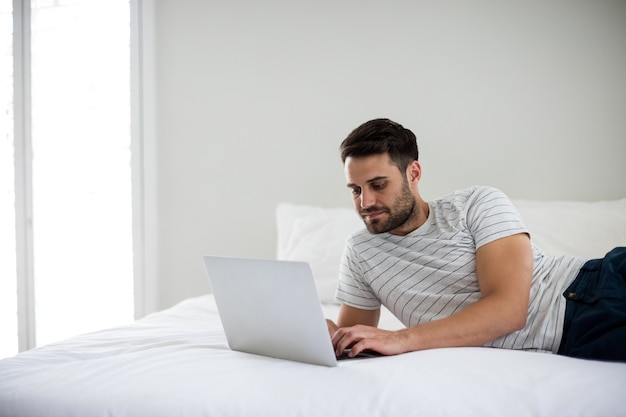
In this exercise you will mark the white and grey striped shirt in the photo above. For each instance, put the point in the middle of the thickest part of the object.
(430, 273)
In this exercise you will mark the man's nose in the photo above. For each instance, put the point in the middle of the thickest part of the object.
(367, 199)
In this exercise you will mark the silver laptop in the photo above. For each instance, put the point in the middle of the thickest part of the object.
(270, 308)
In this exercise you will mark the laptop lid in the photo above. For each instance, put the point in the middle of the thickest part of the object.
(270, 308)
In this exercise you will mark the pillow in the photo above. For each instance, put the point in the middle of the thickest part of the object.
(316, 235)
(585, 229)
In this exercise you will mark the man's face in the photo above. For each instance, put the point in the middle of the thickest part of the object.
(381, 194)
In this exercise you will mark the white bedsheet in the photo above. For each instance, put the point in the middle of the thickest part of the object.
(176, 363)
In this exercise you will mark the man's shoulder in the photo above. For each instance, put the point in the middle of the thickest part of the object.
(474, 192)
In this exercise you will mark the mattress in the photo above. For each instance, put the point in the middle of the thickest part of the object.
(177, 363)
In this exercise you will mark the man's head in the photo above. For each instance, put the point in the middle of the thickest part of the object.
(382, 136)
(381, 168)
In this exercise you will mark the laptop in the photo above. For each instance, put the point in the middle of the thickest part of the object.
(270, 308)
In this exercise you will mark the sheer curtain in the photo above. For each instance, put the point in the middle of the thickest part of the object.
(80, 182)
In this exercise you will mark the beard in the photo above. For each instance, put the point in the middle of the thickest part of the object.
(402, 210)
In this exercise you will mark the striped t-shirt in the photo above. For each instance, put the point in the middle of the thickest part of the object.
(430, 273)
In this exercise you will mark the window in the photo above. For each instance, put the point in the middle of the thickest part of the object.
(66, 174)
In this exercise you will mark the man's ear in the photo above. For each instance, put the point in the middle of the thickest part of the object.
(414, 172)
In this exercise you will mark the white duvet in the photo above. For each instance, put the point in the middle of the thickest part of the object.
(177, 363)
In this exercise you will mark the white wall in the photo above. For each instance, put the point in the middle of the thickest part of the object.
(253, 99)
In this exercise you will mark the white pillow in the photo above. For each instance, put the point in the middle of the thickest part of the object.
(316, 235)
(585, 229)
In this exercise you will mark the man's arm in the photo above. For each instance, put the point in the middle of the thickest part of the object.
(504, 271)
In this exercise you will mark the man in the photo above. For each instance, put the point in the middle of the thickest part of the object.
(461, 270)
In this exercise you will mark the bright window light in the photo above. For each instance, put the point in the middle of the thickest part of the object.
(8, 279)
(81, 170)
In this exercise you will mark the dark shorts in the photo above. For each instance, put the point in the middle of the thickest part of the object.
(595, 312)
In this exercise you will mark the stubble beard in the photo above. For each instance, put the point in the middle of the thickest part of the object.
(404, 208)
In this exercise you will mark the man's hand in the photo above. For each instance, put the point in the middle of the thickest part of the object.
(332, 327)
(360, 337)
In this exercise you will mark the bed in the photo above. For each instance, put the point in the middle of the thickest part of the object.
(176, 362)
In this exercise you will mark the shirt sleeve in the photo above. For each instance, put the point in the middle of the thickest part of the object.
(351, 288)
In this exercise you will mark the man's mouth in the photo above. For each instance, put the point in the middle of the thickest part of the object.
(372, 214)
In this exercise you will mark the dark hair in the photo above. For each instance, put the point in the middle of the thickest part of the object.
(382, 136)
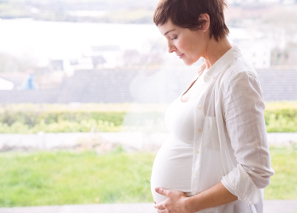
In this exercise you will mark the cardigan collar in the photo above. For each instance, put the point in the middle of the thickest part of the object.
(222, 63)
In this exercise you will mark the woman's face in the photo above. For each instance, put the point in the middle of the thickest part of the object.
(187, 45)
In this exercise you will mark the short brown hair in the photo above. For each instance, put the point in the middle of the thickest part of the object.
(185, 14)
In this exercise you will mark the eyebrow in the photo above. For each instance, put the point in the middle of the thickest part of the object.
(169, 31)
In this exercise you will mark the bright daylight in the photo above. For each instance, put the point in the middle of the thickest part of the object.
(151, 106)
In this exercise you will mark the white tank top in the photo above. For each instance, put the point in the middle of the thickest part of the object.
(172, 168)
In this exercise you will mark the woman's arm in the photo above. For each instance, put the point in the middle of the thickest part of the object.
(178, 202)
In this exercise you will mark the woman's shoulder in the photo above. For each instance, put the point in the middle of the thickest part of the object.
(240, 66)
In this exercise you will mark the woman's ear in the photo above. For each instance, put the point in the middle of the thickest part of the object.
(204, 19)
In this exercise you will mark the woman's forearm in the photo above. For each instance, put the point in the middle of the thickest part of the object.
(215, 196)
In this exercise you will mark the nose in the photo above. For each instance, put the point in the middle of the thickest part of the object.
(171, 48)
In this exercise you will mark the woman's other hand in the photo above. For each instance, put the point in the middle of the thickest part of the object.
(175, 203)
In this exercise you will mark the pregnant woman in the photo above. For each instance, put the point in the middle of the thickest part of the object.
(216, 158)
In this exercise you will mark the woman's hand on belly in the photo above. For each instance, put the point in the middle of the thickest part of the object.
(175, 203)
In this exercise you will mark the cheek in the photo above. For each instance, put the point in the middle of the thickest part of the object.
(186, 46)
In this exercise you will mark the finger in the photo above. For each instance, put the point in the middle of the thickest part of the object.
(162, 191)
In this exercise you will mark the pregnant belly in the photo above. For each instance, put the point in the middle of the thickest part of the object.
(172, 168)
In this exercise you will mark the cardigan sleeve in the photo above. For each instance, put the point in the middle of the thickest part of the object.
(243, 107)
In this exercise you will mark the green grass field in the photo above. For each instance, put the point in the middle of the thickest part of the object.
(59, 178)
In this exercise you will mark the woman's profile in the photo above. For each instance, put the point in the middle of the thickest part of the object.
(216, 158)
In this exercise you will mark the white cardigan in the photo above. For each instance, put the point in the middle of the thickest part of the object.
(230, 144)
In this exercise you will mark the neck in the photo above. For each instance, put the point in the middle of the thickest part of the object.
(215, 50)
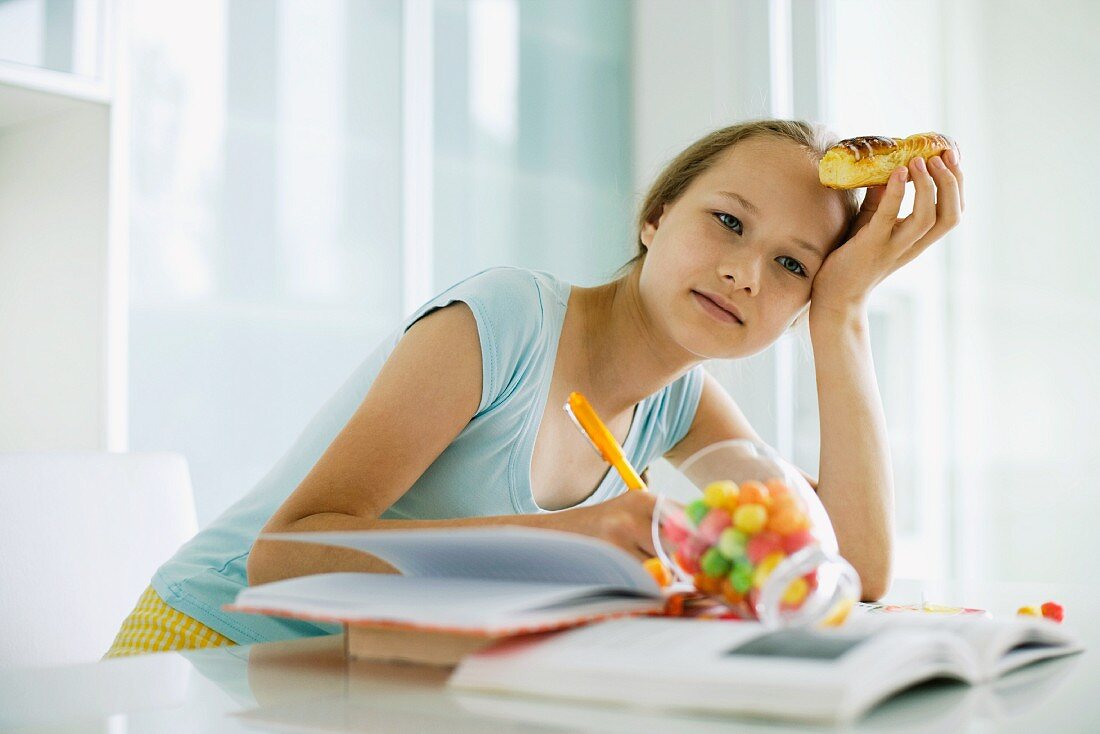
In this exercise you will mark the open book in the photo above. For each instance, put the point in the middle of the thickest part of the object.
(741, 668)
(475, 584)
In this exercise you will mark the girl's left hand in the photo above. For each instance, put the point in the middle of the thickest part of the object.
(882, 242)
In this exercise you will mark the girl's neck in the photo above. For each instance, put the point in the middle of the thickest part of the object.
(624, 357)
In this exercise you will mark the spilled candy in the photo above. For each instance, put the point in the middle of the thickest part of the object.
(732, 539)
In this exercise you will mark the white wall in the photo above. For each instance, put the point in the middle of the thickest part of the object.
(53, 251)
(1022, 98)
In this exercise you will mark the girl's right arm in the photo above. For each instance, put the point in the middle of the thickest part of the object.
(426, 393)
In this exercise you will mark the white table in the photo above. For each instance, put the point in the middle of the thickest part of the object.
(307, 685)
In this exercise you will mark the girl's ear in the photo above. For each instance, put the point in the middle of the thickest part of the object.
(650, 229)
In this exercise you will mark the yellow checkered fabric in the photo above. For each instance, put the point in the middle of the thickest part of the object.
(154, 626)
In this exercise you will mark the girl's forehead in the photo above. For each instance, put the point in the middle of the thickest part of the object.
(776, 178)
(765, 162)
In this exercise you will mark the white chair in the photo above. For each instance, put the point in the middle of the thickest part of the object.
(80, 535)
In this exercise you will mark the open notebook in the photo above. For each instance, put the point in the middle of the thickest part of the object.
(743, 668)
(486, 581)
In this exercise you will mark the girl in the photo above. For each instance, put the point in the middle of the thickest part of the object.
(455, 419)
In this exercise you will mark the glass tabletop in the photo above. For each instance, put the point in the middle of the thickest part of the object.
(309, 686)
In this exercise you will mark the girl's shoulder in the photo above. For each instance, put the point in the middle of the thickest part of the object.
(509, 298)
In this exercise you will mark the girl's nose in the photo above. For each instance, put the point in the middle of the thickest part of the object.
(743, 273)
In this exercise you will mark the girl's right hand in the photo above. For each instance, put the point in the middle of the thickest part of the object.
(625, 522)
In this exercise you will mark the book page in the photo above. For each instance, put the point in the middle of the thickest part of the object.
(468, 603)
(999, 644)
(514, 554)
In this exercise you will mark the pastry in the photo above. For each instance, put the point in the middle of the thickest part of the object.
(869, 161)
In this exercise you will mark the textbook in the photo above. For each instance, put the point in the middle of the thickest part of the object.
(811, 675)
(459, 589)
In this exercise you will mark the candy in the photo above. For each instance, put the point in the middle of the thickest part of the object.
(741, 577)
(762, 544)
(696, 511)
(712, 526)
(657, 570)
(730, 593)
(787, 519)
(795, 592)
(732, 543)
(707, 584)
(714, 563)
(732, 539)
(685, 560)
(750, 518)
(1053, 611)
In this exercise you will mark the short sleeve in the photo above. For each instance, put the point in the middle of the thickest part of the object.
(507, 306)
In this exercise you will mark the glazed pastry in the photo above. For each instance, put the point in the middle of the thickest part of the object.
(869, 161)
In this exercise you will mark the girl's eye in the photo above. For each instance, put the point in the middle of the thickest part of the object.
(734, 223)
(729, 221)
(800, 271)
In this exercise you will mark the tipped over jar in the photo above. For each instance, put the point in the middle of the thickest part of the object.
(757, 538)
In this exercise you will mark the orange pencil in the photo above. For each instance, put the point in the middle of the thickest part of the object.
(584, 417)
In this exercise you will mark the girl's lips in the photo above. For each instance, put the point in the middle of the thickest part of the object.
(714, 309)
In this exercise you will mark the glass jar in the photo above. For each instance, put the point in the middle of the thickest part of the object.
(757, 538)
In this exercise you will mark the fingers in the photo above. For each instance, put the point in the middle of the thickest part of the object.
(948, 203)
(923, 217)
(889, 204)
(948, 195)
(952, 159)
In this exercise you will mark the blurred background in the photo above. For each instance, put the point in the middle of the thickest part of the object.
(211, 210)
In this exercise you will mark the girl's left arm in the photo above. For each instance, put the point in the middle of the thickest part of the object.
(856, 482)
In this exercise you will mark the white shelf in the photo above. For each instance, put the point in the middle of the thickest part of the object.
(57, 85)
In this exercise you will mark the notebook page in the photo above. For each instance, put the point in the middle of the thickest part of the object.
(475, 603)
(514, 554)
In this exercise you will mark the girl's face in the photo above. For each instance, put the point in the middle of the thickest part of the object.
(749, 233)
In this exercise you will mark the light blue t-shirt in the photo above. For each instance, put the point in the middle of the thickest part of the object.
(484, 471)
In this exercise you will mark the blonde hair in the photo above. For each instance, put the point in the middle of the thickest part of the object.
(701, 155)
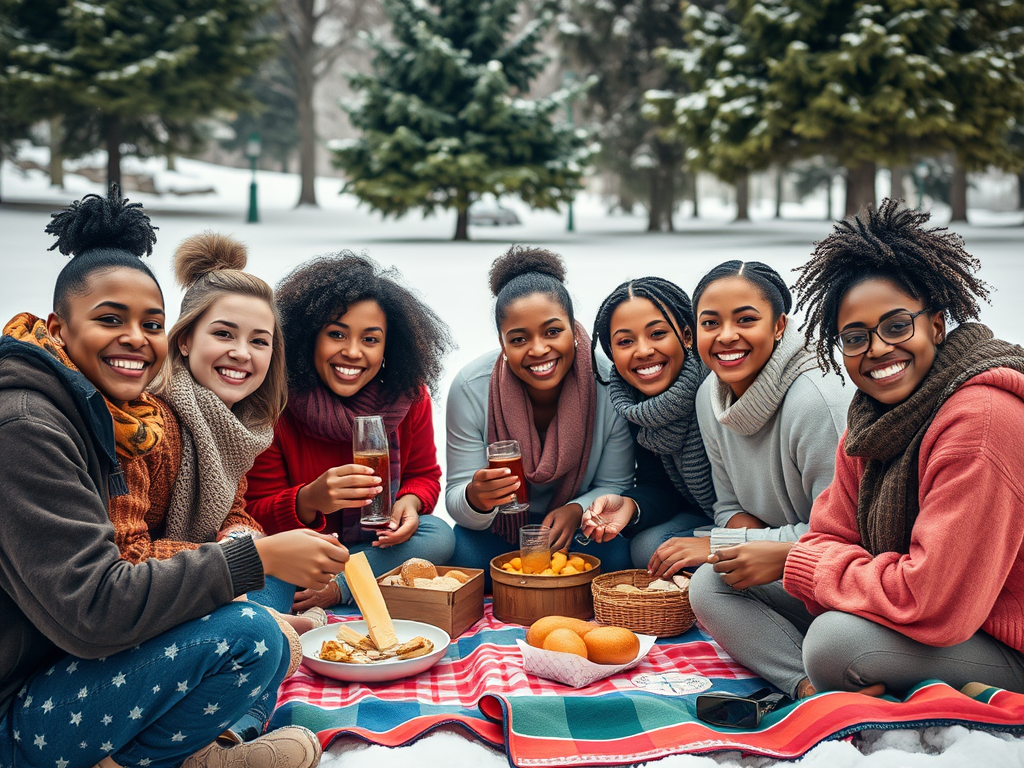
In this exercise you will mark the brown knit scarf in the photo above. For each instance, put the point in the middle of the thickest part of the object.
(137, 425)
(889, 437)
(216, 451)
(565, 452)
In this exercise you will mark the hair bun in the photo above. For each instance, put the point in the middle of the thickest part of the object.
(521, 260)
(102, 222)
(205, 253)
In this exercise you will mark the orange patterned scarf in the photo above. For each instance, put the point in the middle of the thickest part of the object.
(138, 426)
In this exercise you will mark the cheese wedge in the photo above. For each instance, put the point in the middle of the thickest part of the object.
(371, 601)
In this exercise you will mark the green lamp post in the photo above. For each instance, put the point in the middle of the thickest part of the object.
(253, 148)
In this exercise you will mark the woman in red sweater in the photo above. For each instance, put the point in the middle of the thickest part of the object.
(356, 343)
(912, 566)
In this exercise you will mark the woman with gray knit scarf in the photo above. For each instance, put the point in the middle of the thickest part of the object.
(771, 423)
(646, 328)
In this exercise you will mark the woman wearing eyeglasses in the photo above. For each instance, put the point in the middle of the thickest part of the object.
(911, 568)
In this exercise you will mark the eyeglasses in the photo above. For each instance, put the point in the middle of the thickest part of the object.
(734, 711)
(898, 328)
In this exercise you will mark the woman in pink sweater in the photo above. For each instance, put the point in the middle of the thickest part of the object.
(912, 566)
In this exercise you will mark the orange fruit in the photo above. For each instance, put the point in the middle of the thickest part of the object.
(565, 641)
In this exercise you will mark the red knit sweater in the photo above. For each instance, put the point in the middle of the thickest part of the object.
(296, 459)
(965, 569)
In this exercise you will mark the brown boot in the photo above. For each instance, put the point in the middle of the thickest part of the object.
(291, 747)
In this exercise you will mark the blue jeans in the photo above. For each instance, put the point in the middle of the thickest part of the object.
(642, 546)
(475, 549)
(153, 706)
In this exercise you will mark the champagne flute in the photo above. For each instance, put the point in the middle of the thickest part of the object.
(370, 448)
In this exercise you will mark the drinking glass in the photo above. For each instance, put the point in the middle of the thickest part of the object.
(535, 548)
(507, 454)
(371, 450)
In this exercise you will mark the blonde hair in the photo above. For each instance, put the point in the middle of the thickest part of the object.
(209, 266)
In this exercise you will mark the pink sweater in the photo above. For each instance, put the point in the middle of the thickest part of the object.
(965, 570)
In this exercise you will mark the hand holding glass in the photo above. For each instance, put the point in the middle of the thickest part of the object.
(370, 448)
(506, 454)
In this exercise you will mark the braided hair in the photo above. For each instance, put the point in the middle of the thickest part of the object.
(524, 270)
(767, 281)
(323, 289)
(100, 233)
(667, 296)
(891, 244)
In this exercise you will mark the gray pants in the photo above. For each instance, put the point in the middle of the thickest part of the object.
(772, 634)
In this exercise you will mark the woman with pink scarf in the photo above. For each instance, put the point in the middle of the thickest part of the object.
(539, 389)
(357, 343)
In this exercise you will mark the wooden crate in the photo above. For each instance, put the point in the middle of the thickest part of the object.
(522, 598)
(453, 611)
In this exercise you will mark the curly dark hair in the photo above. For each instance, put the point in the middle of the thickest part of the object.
(762, 276)
(324, 288)
(99, 233)
(890, 244)
(523, 270)
(667, 296)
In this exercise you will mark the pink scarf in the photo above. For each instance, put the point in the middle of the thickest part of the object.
(565, 451)
(329, 417)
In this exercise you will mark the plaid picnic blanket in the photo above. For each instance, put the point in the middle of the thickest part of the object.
(480, 686)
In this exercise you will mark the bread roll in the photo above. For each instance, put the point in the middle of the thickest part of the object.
(611, 645)
(417, 567)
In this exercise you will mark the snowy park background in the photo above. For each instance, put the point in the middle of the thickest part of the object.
(452, 278)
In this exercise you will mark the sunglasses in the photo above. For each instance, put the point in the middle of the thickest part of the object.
(733, 711)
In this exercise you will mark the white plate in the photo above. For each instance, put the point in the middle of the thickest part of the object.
(379, 672)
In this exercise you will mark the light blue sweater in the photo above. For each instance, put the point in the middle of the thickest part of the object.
(608, 471)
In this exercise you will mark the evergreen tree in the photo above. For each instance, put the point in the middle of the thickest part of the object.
(863, 81)
(615, 42)
(142, 68)
(444, 117)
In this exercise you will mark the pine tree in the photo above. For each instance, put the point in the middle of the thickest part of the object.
(615, 42)
(140, 67)
(444, 118)
(864, 81)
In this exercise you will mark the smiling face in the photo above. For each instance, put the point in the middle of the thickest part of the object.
(229, 347)
(349, 350)
(114, 332)
(645, 348)
(538, 340)
(889, 373)
(735, 332)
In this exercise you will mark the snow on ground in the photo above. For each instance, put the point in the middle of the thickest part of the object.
(452, 278)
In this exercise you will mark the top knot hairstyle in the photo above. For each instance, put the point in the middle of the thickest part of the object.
(667, 296)
(100, 233)
(762, 276)
(890, 244)
(209, 266)
(524, 270)
(323, 289)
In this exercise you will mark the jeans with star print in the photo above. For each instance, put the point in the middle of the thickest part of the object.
(152, 706)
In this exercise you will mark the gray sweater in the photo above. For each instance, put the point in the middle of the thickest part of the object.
(64, 587)
(776, 473)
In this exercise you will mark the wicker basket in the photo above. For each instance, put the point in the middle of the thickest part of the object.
(660, 613)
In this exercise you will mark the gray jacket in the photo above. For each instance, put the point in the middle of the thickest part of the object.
(64, 587)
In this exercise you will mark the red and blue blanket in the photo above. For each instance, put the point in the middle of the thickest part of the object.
(480, 686)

▸ **ACTIVITY**
Lines from the one containing "In this exercise you will mark the gray jacket" through the end of the entries above must be copied exactly; include both ends and no other lines.

▸ **TASK OUTPUT**
In this exercise you will mark the gray jacket in the photo above. For each instance, put the point in the middle of the thickest part of the object.
(64, 587)
In this exercise you will mark the red and blue blanket in the photo above. For each instance, put the point in the middle of the thickest part of the object.
(480, 686)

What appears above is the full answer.